The task> The records that follow are to be repeated exactly, with the pictures removed.

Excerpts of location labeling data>
-- -- --

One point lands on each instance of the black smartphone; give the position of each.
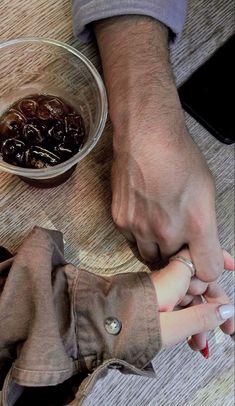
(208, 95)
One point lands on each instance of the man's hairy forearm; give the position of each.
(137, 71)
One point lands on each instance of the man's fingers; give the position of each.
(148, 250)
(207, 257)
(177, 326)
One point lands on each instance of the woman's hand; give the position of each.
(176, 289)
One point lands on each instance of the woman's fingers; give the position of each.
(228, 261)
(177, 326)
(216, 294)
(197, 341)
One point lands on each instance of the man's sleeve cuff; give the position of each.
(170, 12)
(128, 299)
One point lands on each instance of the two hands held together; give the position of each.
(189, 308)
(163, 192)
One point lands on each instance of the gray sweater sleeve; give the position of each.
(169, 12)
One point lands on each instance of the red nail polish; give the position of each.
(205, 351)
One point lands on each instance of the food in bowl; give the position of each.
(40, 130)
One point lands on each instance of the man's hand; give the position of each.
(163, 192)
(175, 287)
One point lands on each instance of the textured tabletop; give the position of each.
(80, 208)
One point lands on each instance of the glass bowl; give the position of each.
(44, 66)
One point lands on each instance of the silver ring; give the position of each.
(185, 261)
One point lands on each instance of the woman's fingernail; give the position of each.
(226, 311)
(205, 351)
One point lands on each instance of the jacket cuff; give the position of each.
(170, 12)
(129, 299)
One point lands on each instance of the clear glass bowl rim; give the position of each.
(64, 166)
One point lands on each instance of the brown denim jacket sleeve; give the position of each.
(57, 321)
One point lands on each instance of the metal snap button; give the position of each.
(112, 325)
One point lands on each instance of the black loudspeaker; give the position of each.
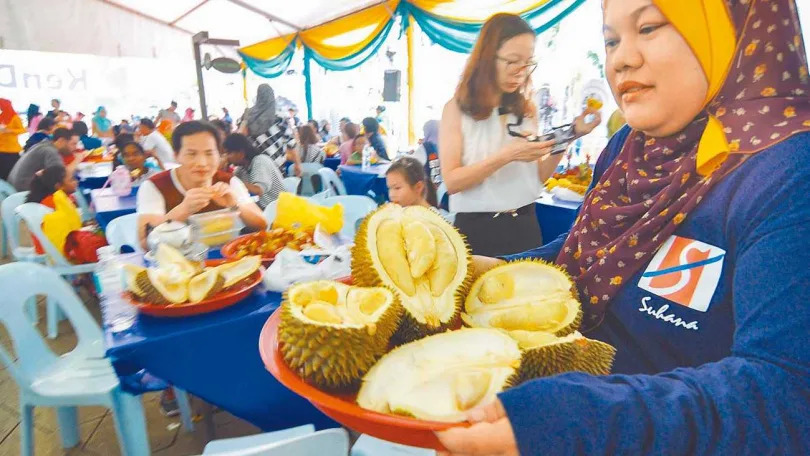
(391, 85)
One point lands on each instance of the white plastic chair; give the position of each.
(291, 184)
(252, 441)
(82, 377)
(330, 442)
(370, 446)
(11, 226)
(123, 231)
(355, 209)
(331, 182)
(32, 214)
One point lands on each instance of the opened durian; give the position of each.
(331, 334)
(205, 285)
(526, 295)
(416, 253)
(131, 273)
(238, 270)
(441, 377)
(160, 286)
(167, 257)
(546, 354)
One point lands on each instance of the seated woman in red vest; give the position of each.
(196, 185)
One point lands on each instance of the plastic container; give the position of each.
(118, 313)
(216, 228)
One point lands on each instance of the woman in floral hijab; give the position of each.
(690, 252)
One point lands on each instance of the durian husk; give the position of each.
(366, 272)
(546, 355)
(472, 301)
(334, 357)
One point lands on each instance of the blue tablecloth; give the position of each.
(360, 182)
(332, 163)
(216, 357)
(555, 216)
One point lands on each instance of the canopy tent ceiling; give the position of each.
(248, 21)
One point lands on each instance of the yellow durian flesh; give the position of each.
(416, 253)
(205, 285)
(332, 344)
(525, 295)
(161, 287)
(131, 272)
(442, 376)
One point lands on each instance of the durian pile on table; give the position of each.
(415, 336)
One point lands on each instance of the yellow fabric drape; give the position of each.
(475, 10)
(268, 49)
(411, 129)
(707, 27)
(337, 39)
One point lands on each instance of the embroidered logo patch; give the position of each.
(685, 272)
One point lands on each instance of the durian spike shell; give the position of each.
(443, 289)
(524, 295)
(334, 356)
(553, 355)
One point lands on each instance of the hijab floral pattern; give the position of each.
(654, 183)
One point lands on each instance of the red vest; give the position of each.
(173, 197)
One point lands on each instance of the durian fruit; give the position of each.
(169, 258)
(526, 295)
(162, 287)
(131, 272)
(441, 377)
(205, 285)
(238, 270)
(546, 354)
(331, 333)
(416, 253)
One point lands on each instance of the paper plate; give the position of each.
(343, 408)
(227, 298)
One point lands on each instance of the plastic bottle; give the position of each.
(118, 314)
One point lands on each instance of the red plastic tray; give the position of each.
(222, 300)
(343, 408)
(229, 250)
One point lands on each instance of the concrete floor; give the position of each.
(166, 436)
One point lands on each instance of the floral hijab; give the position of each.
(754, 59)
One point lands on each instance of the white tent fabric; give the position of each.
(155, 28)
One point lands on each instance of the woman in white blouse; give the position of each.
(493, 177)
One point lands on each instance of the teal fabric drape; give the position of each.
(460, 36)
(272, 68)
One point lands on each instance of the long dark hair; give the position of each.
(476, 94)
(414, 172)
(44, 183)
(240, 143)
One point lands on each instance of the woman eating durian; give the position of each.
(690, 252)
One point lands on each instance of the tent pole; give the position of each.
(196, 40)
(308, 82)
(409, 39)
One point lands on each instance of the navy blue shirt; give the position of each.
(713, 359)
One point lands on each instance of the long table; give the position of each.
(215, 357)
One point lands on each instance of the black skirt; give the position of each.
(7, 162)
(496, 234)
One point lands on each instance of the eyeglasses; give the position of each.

-- -- --

Reply to the exercise>
One point lands on each instance of the black smartphone; give the position of each.
(208, 95)
One point lands on each instance of the man's hairy forearm; give the position of each.
(137, 71)
One point lands on each instance of the man's fingers; give the position of each.
(148, 250)
(207, 257)
(177, 326)
One point lands on each instance of the woman's hand; give the position of each.
(176, 289)
One point lands on each instance of the woman's fingers; give the position of each.
(228, 261)
(177, 326)
(216, 294)
(197, 341)
One point lands on each instance of the man's sleeve cuff; give the position of each.
(170, 12)
(128, 299)
One point lands on each instance of the two hands held together; give the position of each.
(189, 308)
(163, 192)
One point lands on each instance of the gray sweater sleeve; give the position of each.
(169, 12)
One point lands on each instance of the red nail polish; give the position of each.
(205, 351)
One point lands on each instance of the food in bowl; give the position of each.
(40, 130)
One point lands on each instance of the man's hand; give the position of each.
(163, 192)
(175, 287)
One point lands on each instance of the textured tabletop; give the position of each.
(80, 208)
One point lands on each instance of the glass bowl; give the position of each.
(44, 66)
One point lands on each instance of the silver ring; give the position of each.
(185, 261)
One point lands on each instance of the woman's fingernail; give the position of each.
(226, 311)
(205, 351)
One point lands on each instance of the jacket cuff; give the position of each.
(170, 12)
(129, 299)
One point lands on each instance of the clear glass bowl rim; give the position of each.
(64, 166)
One point lands on each instance of the brown denim jacket sleeve; give the position of each.
(57, 321)
One point lands on each instance of the metal snap button; give the position of each.
(112, 325)
One point lands on each instance of the black loudspeaker; give the position of each.
(391, 85)
One point lands on each instance of the white plastic chair; give the position of each.
(291, 184)
(252, 441)
(82, 377)
(330, 442)
(370, 446)
(11, 226)
(123, 231)
(355, 209)
(331, 182)
(32, 214)
One point lands on each instance of the opened durian; give the position of each.
(331, 334)
(205, 285)
(526, 295)
(416, 253)
(131, 273)
(238, 270)
(441, 377)
(160, 286)
(167, 257)
(546, 354)
One point lands on each instance of the seated woman in red vest; give the position of each.
(196, 185)
One point lands on each instance of the plastic container; give the position of each.
(118, 313)
(216, 228)
One point lands on each instance of the woman in floral hijab; give the position of each.
(690, 252)
One point lands on each instance of the durian husk; give the position of each.
(366, 272)
(546, 355)
(472, 301)
(334, 357)
One point lands on each instance of the blue tablecloth; give the position of each.
(360, 182)
(332, 163)
(216, 357)
(555, 216)
One point lands on each instance of the canopy tent ceiling; give the position of each.
(248, 21)
One point lands on each instance of the yellow durian flesh; give the position of each.
(416, 253)
(205, 285)
(332, 344)
(525, 295)
(161, 287)
(131, 272)
(442, 376)
One point lands on each instance of the durian pile on table; give the position of each.
(415, 336)
One point lands on each instance of the yellow fabric drape; give the position of each.
(475, 10)
(268, 49)
(411, 129)
(707, 27)
(337, 39)
One point lands on each instance of the embroidered logo patch; give the position of each.
(685, 272)
One point lands on each instance of the durian spike shell; give the position of each.
(443, 289)
(524, 295)
(334, 356)
(553, 355)
One point lands on each instance of the hijab floral pattern; give the position of each.
(654, 183)
One point lands on each instance of the red vest; give the position of each.
(173, 197)
One point lands on each instance of the durian fruit; give the position of each.
(169, 258)
(526, 295)
(162, 287)
(131, 272)
(441, 377)
(205, 285)
(238, 270)
(546, 354)
(331, 333)
(416, 253)
One point lands on each instance of the paper plate; give the position of each.
(343, 408)
(227, 298)
One point lands on each instance of the plastic bottle; give the position of each.
(118, 314)
One point lands on each instance of the red plastic tray; give the position of each.
(222, 300)
(343, 408)
(229, 250)
One point lands on each instance of the concrete floor; give the position of each.
(166, 436)
One point lands on each instance of the floral hijab; give the position of each.
(754, 59)
One point lands on each instance of the white tent fabric; give the position of each.
(155, 28)
One point lands on each instance of the woman in white blouse; give the position of each.
(493, 177)
One point lands on each instance of the teal fabric drape; give the position of each.
(460, 36)
(272, 68)
One point lands on each instance of the long dark hair; give the position of each.
(476, 94)
(414, 172)
(44, 183)
(240, 143)
One point lands on each instance of the woman eating durian; give the position of each.
(690, 252)
One point lands on each instance of the tent pole; give the position of each.
(196, 40)
(308, 82)
(409, 39)
One point lands on each instance of the navy blue shirt; give the position of each.
(713, 359)
One point lands on each instance of the long table; give the position of each.
(215, 357)
One point lands on each instance of the black skirt; give the position of each.
(7, 162)
(496, 234)
One point lands on each instance of the eyeglasses; give the position of each.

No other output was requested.